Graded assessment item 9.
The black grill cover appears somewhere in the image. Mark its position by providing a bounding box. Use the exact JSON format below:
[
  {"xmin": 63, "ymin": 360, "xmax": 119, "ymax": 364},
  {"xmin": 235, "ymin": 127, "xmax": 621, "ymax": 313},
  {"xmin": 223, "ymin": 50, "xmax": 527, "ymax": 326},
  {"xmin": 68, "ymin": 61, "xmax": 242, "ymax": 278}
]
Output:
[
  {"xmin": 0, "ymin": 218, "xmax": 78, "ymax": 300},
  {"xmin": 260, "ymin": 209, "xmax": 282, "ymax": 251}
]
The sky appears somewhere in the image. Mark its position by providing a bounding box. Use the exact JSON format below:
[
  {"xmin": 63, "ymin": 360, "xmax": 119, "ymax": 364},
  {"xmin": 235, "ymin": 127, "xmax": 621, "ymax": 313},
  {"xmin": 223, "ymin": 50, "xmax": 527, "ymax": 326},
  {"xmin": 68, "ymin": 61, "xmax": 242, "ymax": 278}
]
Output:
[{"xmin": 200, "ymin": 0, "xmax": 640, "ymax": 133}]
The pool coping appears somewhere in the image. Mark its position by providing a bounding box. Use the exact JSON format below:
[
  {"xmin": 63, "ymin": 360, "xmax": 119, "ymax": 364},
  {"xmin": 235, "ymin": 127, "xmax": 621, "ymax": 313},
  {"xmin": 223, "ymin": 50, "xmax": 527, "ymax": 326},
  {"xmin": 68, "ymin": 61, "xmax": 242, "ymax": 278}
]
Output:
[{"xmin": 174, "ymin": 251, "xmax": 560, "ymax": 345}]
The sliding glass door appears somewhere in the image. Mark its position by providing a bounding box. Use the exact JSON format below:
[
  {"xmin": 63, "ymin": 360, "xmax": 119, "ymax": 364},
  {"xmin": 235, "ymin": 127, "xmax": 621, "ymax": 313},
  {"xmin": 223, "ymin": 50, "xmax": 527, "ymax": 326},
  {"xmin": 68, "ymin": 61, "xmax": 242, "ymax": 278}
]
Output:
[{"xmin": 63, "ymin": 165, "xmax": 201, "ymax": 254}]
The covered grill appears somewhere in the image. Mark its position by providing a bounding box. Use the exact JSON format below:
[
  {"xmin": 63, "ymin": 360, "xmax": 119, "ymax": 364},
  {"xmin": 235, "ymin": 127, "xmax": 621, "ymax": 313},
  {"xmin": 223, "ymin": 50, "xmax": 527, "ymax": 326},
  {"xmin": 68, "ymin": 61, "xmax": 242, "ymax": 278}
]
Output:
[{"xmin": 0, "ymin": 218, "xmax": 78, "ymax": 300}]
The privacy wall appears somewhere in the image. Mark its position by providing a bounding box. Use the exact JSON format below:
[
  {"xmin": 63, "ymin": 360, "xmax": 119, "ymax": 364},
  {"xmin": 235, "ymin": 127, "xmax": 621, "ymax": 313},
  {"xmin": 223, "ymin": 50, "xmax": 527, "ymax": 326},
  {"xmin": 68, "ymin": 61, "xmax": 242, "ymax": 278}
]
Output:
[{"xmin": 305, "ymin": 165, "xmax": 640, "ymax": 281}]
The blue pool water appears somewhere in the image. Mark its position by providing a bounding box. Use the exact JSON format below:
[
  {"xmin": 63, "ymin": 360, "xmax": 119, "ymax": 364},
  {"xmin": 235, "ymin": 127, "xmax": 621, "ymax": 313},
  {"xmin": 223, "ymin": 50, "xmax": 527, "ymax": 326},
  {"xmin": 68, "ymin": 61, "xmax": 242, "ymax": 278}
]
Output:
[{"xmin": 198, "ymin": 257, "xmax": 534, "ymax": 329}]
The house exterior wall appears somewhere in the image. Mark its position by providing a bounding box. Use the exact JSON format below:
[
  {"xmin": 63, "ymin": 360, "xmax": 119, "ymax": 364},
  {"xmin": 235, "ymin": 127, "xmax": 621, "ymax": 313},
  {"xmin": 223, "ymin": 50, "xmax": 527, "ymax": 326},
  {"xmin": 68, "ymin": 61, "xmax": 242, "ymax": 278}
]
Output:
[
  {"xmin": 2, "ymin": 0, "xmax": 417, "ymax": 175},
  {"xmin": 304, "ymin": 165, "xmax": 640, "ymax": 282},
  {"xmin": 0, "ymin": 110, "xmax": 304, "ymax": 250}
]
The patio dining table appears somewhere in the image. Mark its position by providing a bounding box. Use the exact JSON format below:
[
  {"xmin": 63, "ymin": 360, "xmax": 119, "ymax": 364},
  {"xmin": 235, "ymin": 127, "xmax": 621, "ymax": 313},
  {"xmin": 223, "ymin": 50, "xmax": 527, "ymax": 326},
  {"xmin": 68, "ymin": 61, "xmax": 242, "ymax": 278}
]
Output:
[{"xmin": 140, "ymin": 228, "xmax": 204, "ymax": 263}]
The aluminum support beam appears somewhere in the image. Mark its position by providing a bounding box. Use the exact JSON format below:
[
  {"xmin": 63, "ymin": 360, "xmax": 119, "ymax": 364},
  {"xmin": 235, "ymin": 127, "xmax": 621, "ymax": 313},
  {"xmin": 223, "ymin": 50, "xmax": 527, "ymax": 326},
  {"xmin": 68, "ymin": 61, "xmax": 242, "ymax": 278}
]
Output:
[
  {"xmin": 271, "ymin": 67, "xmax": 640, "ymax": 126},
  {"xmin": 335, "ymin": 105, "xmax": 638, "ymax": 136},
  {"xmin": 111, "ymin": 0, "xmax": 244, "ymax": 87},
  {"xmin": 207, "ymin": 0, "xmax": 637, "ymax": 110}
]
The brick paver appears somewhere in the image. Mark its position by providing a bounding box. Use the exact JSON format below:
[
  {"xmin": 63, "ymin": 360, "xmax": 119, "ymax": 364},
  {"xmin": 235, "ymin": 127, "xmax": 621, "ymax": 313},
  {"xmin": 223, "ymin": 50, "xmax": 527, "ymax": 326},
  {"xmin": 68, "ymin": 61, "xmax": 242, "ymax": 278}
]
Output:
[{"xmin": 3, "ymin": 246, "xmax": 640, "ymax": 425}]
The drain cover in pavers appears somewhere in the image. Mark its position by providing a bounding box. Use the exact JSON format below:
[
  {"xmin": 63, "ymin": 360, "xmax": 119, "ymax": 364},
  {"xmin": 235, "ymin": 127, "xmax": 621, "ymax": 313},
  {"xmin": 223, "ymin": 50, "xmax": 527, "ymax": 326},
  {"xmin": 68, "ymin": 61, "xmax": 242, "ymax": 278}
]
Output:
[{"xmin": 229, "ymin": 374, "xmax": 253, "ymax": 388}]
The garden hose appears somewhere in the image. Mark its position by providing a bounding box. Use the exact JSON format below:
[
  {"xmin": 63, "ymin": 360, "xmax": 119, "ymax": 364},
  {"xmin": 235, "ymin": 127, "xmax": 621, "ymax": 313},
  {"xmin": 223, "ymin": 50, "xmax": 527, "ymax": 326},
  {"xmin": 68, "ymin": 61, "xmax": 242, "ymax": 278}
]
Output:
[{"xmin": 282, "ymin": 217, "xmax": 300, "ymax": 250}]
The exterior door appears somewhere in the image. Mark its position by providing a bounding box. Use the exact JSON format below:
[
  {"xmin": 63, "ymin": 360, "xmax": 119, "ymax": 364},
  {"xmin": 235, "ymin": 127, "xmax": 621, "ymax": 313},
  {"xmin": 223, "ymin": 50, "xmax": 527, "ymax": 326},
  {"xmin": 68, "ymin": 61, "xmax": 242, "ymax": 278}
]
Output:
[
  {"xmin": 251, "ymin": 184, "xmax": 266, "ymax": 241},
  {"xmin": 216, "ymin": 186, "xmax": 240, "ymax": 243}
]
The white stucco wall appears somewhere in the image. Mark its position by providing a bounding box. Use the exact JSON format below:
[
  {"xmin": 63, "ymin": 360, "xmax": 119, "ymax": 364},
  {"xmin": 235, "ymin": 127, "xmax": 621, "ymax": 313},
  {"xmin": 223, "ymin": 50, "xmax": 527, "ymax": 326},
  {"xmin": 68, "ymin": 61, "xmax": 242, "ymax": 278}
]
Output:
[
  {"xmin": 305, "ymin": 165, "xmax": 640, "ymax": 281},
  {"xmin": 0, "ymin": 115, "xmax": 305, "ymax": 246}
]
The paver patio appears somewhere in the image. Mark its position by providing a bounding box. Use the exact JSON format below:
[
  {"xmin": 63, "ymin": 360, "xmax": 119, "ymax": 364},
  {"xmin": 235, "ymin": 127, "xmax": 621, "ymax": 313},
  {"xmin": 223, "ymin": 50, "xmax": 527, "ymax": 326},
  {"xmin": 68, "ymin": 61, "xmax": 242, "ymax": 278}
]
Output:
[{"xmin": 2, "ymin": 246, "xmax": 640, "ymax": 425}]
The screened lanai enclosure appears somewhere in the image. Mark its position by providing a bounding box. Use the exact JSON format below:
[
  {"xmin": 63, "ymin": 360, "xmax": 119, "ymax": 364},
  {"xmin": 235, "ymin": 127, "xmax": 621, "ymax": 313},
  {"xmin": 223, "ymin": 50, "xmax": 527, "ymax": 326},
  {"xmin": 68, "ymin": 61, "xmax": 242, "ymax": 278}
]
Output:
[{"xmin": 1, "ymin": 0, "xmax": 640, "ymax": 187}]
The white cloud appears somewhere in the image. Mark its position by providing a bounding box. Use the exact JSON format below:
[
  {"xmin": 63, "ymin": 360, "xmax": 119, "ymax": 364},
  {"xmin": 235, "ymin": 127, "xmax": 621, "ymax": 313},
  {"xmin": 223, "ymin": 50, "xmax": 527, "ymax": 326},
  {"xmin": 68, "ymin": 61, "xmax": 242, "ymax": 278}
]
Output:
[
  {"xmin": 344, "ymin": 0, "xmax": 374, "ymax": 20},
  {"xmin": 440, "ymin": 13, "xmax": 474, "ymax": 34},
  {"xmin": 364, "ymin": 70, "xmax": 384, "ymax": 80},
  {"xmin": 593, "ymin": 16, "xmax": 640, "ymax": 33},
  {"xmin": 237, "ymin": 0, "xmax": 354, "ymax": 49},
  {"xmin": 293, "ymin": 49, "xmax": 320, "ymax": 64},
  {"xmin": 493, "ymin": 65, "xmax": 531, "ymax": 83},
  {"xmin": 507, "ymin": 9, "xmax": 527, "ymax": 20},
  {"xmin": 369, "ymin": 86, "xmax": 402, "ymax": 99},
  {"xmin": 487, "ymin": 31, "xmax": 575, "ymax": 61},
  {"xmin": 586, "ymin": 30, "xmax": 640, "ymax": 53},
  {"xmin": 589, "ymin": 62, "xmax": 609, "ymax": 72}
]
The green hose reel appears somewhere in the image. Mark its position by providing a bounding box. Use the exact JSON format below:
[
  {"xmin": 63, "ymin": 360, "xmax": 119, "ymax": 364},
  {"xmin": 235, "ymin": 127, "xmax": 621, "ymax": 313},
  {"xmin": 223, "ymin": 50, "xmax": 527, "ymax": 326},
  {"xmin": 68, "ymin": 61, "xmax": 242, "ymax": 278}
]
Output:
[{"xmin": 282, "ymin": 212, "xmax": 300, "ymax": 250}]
* * *
| Written problem |
Which lines in the entries above contain the word "exterior"? Report each of them in full, treating uppercase and lowercase as different.

| Response below |
The house exterior wall appears somewhere in the image. Mark its position by providing a bounding box. Use the exact JSON format below:
The exterior door appears somewhere in the image. Mark its position by providing a bounding box. Use the exact JSON format below:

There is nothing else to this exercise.